* [SET PROBLEM] Reproduce the listing below word for word, from start to finish.

[BEGIN TASK DATA]

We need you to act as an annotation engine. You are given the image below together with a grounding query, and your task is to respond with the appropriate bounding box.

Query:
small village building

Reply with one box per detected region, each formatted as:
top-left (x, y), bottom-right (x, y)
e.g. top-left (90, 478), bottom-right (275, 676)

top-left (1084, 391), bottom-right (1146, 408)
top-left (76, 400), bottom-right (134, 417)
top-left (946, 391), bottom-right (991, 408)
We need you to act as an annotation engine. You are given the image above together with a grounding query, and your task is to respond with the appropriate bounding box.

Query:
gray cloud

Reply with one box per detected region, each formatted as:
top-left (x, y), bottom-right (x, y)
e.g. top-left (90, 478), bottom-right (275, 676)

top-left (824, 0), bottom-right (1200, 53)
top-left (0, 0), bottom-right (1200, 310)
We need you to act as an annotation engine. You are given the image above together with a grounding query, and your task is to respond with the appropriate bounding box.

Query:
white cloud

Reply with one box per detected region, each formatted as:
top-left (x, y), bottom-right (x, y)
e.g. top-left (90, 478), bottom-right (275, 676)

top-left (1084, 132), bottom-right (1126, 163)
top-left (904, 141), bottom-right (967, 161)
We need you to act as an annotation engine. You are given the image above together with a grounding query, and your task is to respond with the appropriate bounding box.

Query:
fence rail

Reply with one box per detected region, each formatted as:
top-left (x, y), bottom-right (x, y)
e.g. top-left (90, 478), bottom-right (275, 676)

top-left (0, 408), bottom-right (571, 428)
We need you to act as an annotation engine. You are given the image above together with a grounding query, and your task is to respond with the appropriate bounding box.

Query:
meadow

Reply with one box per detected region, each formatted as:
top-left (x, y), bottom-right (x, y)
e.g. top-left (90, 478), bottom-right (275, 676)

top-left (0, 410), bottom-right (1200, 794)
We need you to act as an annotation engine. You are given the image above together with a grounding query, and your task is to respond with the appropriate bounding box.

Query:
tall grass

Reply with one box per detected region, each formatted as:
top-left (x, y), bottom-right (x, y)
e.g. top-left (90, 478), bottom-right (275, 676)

[END TASK DATA]

* [TASK OUTPUT]
We need you to act as an annotation engine. You are given the image below together with a grounding query, and your task is to respond with the appropriate bounding box.

Query:
small village building

Reply with one box per detected region, each formatted as:
top-left (x, y), bottom-right (x, y)
e.g. top-left (90, 478), bottom-right (275, 676)

top-left (1084, 391), bottom-right (1146, 408)
top-left (76, 400), bottom-right (134, 417)
top-left (946, 391), bottom-right (991, 408)
We need you to act as an annotation engine. You are given the image above together with a grounding query, and your task is to respond with the appropriate bounding box.

Query:
gray cloud

Reply with one box per detected region, each formatted as:
top-left (x, y), bottom-right (x, y)
e.g. top-left (90, 478), bottom-right (275, 676)

top-left (824, 0), bottom-right (1200, 53)
top-left (0, 0), bottom-right (1200, 310)
We need you to act as an annotation engine. You are given the image above together with a grounding query, and your task is to respond with the appropriate bounding box.

Query:
white cloud

Reply with one box per detected region, each formatted as:
top-left (x, y), bottom-right (x, y)
e.g. top-left (90, 478), bottom-right (275, 676)

top-left (1084, 132), bottom-right (1126, 163)
top-left (904, 141), bottom-right (967, 161)
We need you to act as an annotation engine. You are given the image above together with a grounding query, and your task is to respond with the appropriate bounding box.

Query:
fence rail

Reply with one box per detected region, each formatted as:
top-left (x, y), bottom-right (x, y)
e.g. top-left (90, 478), bottom-right (275, 676)

top-left (0, 408), bottom-right (571, 428)
We need you to act as an annotation engine. You are given the image above together with a grounding query, and your task is to respond with the appropriate bounding box.

Query:
meadow

Reply with one box per detected region, each formatted as:
top-left (x, y), bottom-right (x, y)
e.g. top-left (90, 478), bottom-right (275, 676)

top-left (0, 410), bottom-right (1200, 794)
We need you to act as an annotation engine. You are given the image above together with a grounding query, and your task is to respond with the appropriate bounding box.

Query:
tall grass

Reply with one box per detected region, each formatted as:
top-left (x, y), bottom-right (x, y)
e.g. top-left (90, 478), bottom-right (275, 676)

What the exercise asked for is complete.